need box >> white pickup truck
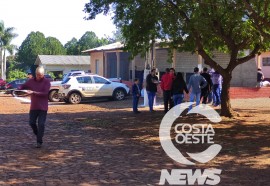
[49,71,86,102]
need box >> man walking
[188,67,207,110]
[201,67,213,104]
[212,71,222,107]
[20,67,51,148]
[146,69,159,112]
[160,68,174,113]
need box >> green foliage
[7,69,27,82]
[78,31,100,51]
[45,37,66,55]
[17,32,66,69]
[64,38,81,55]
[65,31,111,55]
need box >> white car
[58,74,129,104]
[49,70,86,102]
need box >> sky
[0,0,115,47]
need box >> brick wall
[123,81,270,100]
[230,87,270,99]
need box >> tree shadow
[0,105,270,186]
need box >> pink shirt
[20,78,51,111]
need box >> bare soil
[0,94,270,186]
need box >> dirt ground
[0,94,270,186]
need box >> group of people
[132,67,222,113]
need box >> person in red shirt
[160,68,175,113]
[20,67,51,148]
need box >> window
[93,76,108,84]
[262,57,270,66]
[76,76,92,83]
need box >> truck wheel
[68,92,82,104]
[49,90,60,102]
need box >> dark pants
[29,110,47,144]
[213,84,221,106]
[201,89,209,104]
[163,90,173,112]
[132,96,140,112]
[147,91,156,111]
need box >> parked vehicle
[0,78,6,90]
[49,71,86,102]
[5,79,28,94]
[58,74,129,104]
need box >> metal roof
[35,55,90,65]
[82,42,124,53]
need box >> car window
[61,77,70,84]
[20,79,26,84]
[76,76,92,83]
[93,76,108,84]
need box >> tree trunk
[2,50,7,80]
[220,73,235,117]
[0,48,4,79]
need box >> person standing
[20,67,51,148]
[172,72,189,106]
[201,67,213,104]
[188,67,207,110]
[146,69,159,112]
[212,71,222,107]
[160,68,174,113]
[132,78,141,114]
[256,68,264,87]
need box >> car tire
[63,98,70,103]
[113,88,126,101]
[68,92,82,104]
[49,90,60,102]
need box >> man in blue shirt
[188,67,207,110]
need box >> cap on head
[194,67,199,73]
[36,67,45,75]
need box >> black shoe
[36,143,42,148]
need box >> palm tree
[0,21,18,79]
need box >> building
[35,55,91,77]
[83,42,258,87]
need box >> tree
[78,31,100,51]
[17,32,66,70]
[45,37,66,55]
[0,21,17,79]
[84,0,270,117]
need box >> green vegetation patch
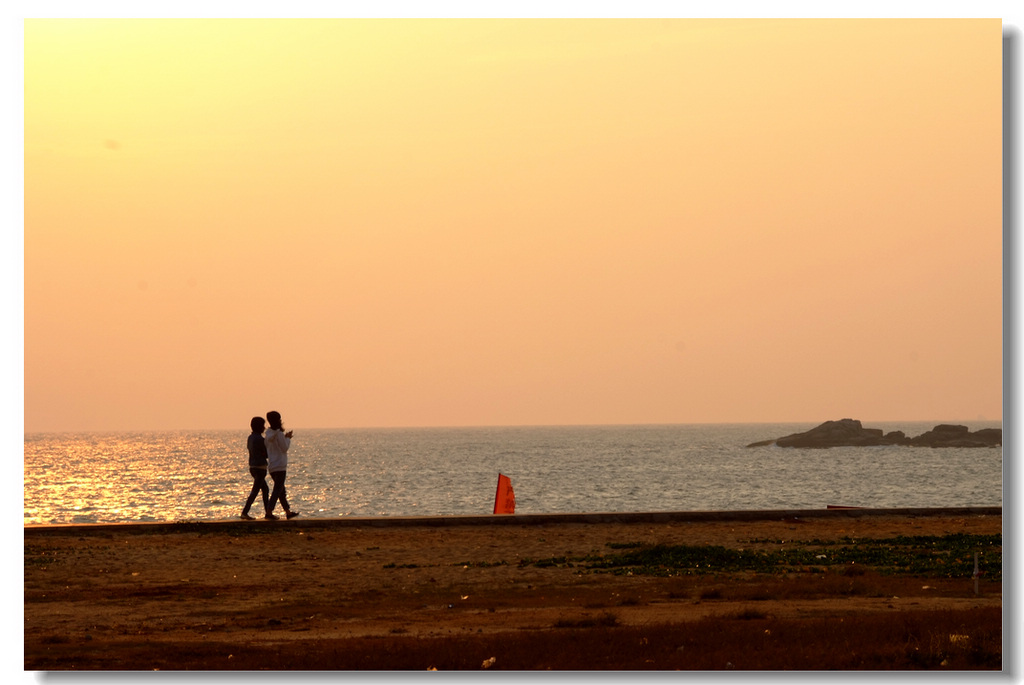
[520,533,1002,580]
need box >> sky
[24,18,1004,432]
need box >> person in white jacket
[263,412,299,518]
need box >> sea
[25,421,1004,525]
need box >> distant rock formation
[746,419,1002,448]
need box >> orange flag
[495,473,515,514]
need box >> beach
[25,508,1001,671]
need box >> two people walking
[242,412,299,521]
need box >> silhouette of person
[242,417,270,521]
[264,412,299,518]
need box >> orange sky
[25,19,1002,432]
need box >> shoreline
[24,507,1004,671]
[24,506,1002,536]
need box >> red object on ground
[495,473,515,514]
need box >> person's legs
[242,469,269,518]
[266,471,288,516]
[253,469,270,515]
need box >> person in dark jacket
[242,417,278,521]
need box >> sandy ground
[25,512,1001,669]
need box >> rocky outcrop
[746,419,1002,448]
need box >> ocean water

> _BRIEF_
Could you write out every entry above word for word, leaving the pictures out?

> _THE SOLUTION_
need box >> white pickup truck
[49,71,86,102]
need box >> man walking
[188,67,207,110]
[201,67,213,104]
[212,71,222,107]
[20,67,51,148]
[146,69,159,112]
[160,68,174,113]
need box >> green foliage
[7,69,27,82]
[78,31,100,51]
[45,37,66,55]
[17,32,66,69]
[64,38,81,55]
[65,31,111,55]
need box >> white car
[58,74,129,104]
[49,70,86,102]
need box >> sky
[0,0,115,47]
need box >> brick wall
[123,81,270,100]
[230,87,270,99]
need box >> tree shadow
[0,105,270,186]
need box >> pink shirt
[20,78,51,111]
need box >> bare soil
[0,94,270,186]
need box >> dirt ground
[0,94,270,186]
need box >> group of people
[132,67,222,113]
need box >> person in red shirt
[160,68,175,113]
[20,67,51,148]
need box >> window
[93,76,108,84]
[262,57,270,66]
[76,76,92,83]
need box >> truck wheel
[68,92,82,104]
[49,90,60,102]
need box >> dark pants
[29,110,47,144]
[213,84,221,106]
[201,89,209,104]
[163,90,173,112]
[132,96,140,112]
[147,91,156,111]
need box >> parked vehicle
[0,78,6,90]
[49,71,86,102]
[5,79,28,94]
[58,74,129,104]
need box >> metal roof
[35,55,90,65]
[82,42,124,53]
need box >> car window
[61,77,70,84]
[20,79,26,84]
[76,76,92,83]
[93,76,108,84]
need box >> tree trunk
[2,50,7,80]
[220,73,235,117]
[0,48,4,79]
need box >> person standing
[20,67,51,148]
[172,72,189,106]
[201,67,213,104]
[188,67,207,110]
[146,69,159,112]
[212,71,222,107]
[160,68,174,113]
[132,78,141,114]
[256,68,264,87]
need box >> car tire
[63,98,70,103]
[113,88,126,101]
[68,92,82,104]
[49,90,60,102]
need box >> man in blue shirt
[188,67,207,110]
need box >> cap on head
[194,67,199,73]
[36,67,45,75]
need box >> black shoe
[36,143,42,148]
need box >> palm tree
[0,21,18,79]
need box >> building
[35,55,91,77]
[83,42,258,87]
need box >> tree
[78,31,100,51]
[17,32,66,70]
[45,37,66,55]
[0,21,17,79]
[84,0,270,117]
need box >> green vegetation patch
[520,533,1002,580]
need box >> sky
[24,18,1004,432]
need box >> person in white jacket
[263,412,299,518]
need box >> sea
[25,421,1004,525]
need box >> distant rock formation
[746,419,1002,448]
need box >> orange flag
[495,473,515,514]
need box >> beach
[25,508,1001,671]
need box >> two people walking
[242,412,299,521]
need box >> silhouette of person
[242,417,270,521]
[264,412,299,518]
need box >> orange sky
[25,19,1002,432]
need box >> shoreline
[24,507,1004,671]
[24,506,1002,536]
need box >> red object on ground
[495,473,515,514]
need box >> person's legs
[242,469,269,518]
[266,471,288,516]
[253,469,270,515]
need box >> person in dark jacket
[242,417,278,521]
need box >> sandy ground
[25,512,1001,669]
need box >> rocky outcrop
[746,419,1002,448]
need box >> ocean water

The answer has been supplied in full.